REQUIRED TASK » What follows is a block of records; reproduce all of it verbatim.

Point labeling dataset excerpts

---------------

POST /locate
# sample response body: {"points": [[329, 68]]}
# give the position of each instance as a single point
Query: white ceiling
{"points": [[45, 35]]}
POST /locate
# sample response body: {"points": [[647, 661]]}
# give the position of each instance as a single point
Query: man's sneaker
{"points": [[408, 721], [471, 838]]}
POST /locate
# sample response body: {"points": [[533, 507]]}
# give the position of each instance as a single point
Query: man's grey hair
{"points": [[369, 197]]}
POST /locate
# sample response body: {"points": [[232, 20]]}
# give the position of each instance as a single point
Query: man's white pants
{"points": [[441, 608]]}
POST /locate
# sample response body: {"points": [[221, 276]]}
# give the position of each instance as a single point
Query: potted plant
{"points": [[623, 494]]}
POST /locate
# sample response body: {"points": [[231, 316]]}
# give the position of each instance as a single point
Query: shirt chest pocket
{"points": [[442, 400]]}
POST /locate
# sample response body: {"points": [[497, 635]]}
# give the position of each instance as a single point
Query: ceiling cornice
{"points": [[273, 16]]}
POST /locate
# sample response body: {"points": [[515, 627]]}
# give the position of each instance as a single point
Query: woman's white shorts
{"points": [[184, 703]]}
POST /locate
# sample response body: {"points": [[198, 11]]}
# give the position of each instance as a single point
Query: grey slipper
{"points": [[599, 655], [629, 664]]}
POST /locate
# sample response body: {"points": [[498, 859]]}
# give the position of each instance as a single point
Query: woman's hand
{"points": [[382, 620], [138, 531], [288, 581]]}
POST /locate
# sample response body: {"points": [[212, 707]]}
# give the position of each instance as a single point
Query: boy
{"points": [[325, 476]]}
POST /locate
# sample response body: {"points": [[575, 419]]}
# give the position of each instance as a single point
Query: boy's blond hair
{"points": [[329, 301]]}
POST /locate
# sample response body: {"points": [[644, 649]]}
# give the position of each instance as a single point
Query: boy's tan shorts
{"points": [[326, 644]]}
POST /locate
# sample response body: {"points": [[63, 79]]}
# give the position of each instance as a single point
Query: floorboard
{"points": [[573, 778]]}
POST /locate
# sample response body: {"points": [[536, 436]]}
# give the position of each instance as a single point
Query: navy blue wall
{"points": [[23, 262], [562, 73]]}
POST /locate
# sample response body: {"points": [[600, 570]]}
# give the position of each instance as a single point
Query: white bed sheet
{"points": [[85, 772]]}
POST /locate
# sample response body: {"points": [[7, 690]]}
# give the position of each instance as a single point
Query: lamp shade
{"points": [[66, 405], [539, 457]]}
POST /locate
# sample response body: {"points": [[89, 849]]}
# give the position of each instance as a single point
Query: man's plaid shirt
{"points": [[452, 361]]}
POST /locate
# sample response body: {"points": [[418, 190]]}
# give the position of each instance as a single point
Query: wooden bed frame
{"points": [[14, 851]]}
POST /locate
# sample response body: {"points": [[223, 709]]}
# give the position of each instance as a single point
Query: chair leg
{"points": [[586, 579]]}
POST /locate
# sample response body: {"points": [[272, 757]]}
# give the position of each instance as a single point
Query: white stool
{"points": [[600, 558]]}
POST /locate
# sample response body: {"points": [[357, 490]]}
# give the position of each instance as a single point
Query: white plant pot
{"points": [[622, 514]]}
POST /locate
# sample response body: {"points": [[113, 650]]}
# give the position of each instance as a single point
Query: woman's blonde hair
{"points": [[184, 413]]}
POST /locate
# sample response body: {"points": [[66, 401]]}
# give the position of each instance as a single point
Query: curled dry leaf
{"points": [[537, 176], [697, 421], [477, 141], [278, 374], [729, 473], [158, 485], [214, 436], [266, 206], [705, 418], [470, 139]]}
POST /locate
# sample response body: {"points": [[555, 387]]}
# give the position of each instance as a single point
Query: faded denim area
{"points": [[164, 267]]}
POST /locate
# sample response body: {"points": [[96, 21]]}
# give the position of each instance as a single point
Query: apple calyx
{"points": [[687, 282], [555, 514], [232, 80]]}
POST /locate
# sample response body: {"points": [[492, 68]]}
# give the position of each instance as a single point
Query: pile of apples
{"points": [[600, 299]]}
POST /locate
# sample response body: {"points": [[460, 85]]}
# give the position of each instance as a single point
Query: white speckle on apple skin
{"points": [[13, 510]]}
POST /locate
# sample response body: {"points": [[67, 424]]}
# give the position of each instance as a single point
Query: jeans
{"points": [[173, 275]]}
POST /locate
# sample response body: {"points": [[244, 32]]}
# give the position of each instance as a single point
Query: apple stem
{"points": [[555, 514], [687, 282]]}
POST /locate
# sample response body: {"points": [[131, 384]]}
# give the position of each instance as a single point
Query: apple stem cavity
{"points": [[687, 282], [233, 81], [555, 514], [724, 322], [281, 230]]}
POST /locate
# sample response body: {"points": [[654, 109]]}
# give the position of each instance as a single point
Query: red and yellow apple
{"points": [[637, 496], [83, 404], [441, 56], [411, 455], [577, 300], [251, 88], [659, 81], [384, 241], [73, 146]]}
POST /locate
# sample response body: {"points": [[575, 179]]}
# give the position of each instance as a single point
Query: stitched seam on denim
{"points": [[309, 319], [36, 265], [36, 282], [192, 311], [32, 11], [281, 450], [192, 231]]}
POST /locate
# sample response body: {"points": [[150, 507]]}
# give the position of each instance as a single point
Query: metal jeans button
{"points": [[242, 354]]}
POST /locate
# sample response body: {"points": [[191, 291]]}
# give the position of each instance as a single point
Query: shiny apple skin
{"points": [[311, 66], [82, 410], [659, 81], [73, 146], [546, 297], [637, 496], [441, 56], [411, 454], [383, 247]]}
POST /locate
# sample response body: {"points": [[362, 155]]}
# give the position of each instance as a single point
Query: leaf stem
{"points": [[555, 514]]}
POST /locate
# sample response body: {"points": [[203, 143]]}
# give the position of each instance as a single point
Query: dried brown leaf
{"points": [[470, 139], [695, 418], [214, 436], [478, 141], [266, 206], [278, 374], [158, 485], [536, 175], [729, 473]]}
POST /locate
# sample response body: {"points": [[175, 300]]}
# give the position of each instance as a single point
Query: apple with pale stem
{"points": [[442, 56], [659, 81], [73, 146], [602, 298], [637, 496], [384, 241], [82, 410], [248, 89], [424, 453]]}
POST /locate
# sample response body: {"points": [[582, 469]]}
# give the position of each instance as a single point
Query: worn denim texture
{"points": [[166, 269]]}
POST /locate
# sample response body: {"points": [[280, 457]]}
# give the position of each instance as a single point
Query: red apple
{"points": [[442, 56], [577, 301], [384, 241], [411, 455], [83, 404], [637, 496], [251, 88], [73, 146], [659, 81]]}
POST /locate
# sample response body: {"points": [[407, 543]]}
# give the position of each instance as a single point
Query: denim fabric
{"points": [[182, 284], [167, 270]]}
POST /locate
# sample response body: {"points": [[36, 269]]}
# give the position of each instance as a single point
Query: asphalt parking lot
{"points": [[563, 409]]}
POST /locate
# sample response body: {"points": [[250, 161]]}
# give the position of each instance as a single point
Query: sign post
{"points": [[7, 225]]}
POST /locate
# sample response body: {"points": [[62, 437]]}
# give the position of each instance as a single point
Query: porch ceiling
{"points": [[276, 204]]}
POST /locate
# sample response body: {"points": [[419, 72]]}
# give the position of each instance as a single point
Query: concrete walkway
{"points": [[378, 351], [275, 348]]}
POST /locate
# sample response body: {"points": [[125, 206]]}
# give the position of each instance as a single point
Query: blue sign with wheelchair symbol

---------------

SOLUTION »
POST /locate
# sample response body: {"points": [[329, 68]]}
# give the position of each instance as a single point
Query: white ceiling
{"points": [[45, 35]]}
POST /locate
# sample response body: {"points": [[647, 661]]}
# give the position of each instance as a single point
Query: man's sneaker
{"points": [[408, 721], [471, 838]]}
POST /locate
# sample response body: {"points": [[533, 507]]}
# give the position of each instance as a single point
Query: man's grey hair
{"points": [[369, 197]]}
POST /locate
# sample response body: {"points": [[232, 20]]}
# give the position of each instance as a single point
Query: man's white pants
{"points": [[441, 608]]}
POST /locate
# sample response body: {"points": [[221, 276]]}
# give the position of each instance as a single point
Query: potted plant
{"points": [[623, 494]]}
POST /locate
# sample response body: {"points": [[231, 316]]}
# give the position of each instance as a single point
Query: shirt chest pocket
{"points": [[442, 400]]}
POST /locate
# sample response body: {"points": [[497, 635]]}
# give the position of each instance as a single point
Query: ceiling cornice
{"points": [[273, 16]]}
POST /locate
# sample response body: {"points": [[515, 627]]}
# give the position of each instance as a single point
Query: woman's white shorts
{"points": [[184, 703]]}
POST /locate
# sample response body: {"points": [[198, 11]]}
# give the position of each instance as a single point
Query: grey slipper
{"points": [[599, 655], [629, 664]]}
POST /locate
# sample response body: {"points": [[498, 859]]}
# give the position of each instance as a single point
Query: woman's hand
{"points": [[382, 620], [138, 531], [288, 581]]}
POST /locate
# sample response body: {"points": [[212, 707]]}
# give the position of each instance as a single point
Query: boy
{"points": [[325, 476]]}
POST /locate
# sample response body: {"points": [[575, 419]]}
# give the position of each instance as a single point
Query: boy's blond hair
{"points": [[329, 301]]}
POST /locate
# sample response body: {"points": [[644, 649]]}
# give the position of each instance as a single point
Query: boy's tan shorts
{"points": [[326, 644]]}
POST /locate
# sample response body: {"points": [[63, 79]]}
# give the position of each instance as a single point
Query: floorboard
{"points": [[573, 778]]}
POST /locate
# sample response body: {"points": [[536, 436]]}
# give the position of each instance as a single point
Query: navy blue wall
{"points": [[23, 262], [562, 73]]}
POST /locate
# sample response body: {"points": [[600, 570]]}
# give the position of each instance as a single point
Query: white bed sheet
{"points": [[85, 772]]}
POST /locate
# sample response body: {"points": [[7, 690]]}
# give the position of each instance as a single point
Query: lamp shade
{"points": [[66, 405], [539, 457]]}
POST /locate
# sample response body: {"points": [[89, 849]]}
# give the position of each instance as a single point
Query: man's plaid shirt
{"points": [[452, 361]]}
POST /locate
# sample response body: {"points": [[418, 190]]}
# give the position of each instance as a single point
Query: wooden bed frame
{"points": [[14, 851]]}
POST /locate
# sample response body: {"points": [[223, 709]]}
# give the position of each instance as a single point
Query: chair leg
{"points": [[586, 579]]}
POST /locate
# sample response body: {"points": [[272, 757]]}
# give the position of each instance as a single point
Query: white stool
{"points": [[600, 558]]}
POST /locate
# sample response body: {"points": [[357, 490]]}
# give the position of each instance as a single point
Query: white plant pot
{"points": [[622, 514]]}
POST /locate
# sample response body: {"points": [[113, 650]]}
# give the position of each instance as a single point
Query: woman's blonde hair
{"points": [[184, 413]]}
POST /locate
# sample response body: {"points": [[66, 401]]}
# give the position of each instance as a single point
Query: curled dry leaf
{"points": [[537, 176], [697, 421], [477, 141], [278, 374], [729, 473], [158, 485], [214, 436], [266, 206], [705, 418], [470, 139]]}
POST /locate
# sample response body: {"points": [[555, 387]]}
# give the position of each instance as a single point
Query: faded denim area
{"points": [[164, 267]]}
POST /locate
# sample response body: {"points": [[96, 21]]}
# give the position of each instance as a single point
Query: apple calyx
{"points": [[687, 282], [555, 514], [232, 80]]}
POST /locate
# sample response body: {"points": [[492, 68]]}
# give the position of each instance as a single point
Query: pile of apples
{"points": [[600, 299]]}
POST /locate
# sample response body: {"points": [[460, 85]]}
# give the position of each instance as a single point
Query: white speckle on apple skin
{"points": [[13, 510]]}
POST /locate
# sample response body: {"points": [[67, 424]]}
# give the position of each instance as a single point
Query: jeans
{"points": [[173, 275]]}
POST /locate
# sample response body: {"points": [[244, 32]]}
# give the position of each instance as a single point
Query: apple stem
{"points": [[555, 514], [687, 282]]}
POST /locate
# sample response body: {"points": [[131, 384]]}
# give the position of each instance as a single point
Query: apple stem cavity
{"points": [[687, 282], [233, 81], [555, 514], [724, 322], [281, 230]]}
POST /locate
# sample response body: {"points": [[654, 109]]}
# give the position of each instance as a single point
Query: red and yellow apple
{"points": [[637, 496], [83, 404], [441, 56], [411, 455], [577, 300], [251, 88], [659, 81], [384, 241], [73, 146]]}
POST /locate
# sample response body: {"points": [[575, 179]]}
# give the position of each instance as a single point
Query: stitched seam on denim
{"points": [[309, 319], [36, 265], [36, 282], [192, 311], [32, 11], [281, 450], [192, 231]]}
POST /locate
# sample response body: {"points": [[150, 507]]}
# give the position of each instance as a single point
Query: metal jeans button
{"points": [[242, 354]]}
POST /locate
# sample response body: {"points": [[191, 291]]}
# give the position of each instance as a single point
Query: shiny apple skin
{"points": [[311, 66], [82, 410], [659, 81], [73, 146], [546, 297], [637, 496], [441, 56], [411, 454], [383, 247]]}
POST /locate
# sample response body: {"points": [[362, 155]]}
# give the position of each instance as a single point
Query: leaf stem
{"points": [[555, 514]]}
POST /locate
# sample response body: {"points": [[203, 143]]}
# give the position of each instance as a single point
Query: dried brown leaf
{"points": [[470, 139], [695, 418], [214, 436], [478, 141], [266, 206], [278, 374], [158, 485], [536, 175], [729, 473]]}
POST /locate
# sample response body: {"points": [[175, 300]]}
# give the position of each instance as a single point
Query: apple with pale stem
{"points": [[442, 56], [659, 81], [73, 146], [602, 298], [637, 496], [384, 241], [82, 410], [248, 89], [424, 453]]}
POST /locate
# sample response body: {"points": [[582, 469]]}
# give the position of each instance as a single point
Query: worn denim texture
{"points": [[166, 269]]}
POST /locate
# sample response body: {"points": [[280, 457]]}
# give the position of each instance as a single point
Query: red apple
{"points": [[442, 56], [577, 301], [384, 241], [411, 455], [83, 404], [637, 496], [251, 88], [73, 146], [659, 81]]}
POST /locate
# sample response body: {"points": [[407, 543]]}
# give the position of each instance as a single point
Query: denim fabric
{"points": [[182, 284], [167, 270]]}
POST /locate
# sample response body: {"points": [[36, 269]]}
# give the position of each instance as a single point
Query: asphalt parking lot
{"points": [[563, 409]]}
POST /locate
# sample response body: {"points": [[250, 161]]}
# give the position of each instance as a single point
Query: sign post
{"points": [[7, 225]]}
POST /locate
# sample response body: {"points": [[62, 437]]}
# give the position of each instance as a single point
Query: porch ceiling
{"points": [[276, 204]]}
POST /locate
# sample response body: {"points": [[419, 72]]}
# give the position of each instance as a single point
Query: concrete walkway
{"points": [[378, 351], [275, 348]]}
POST /locate
# sample response body: {"points": [[125, 206]]}
# give the position of each instance as a single point
Query: blue sign with wheelchair symbol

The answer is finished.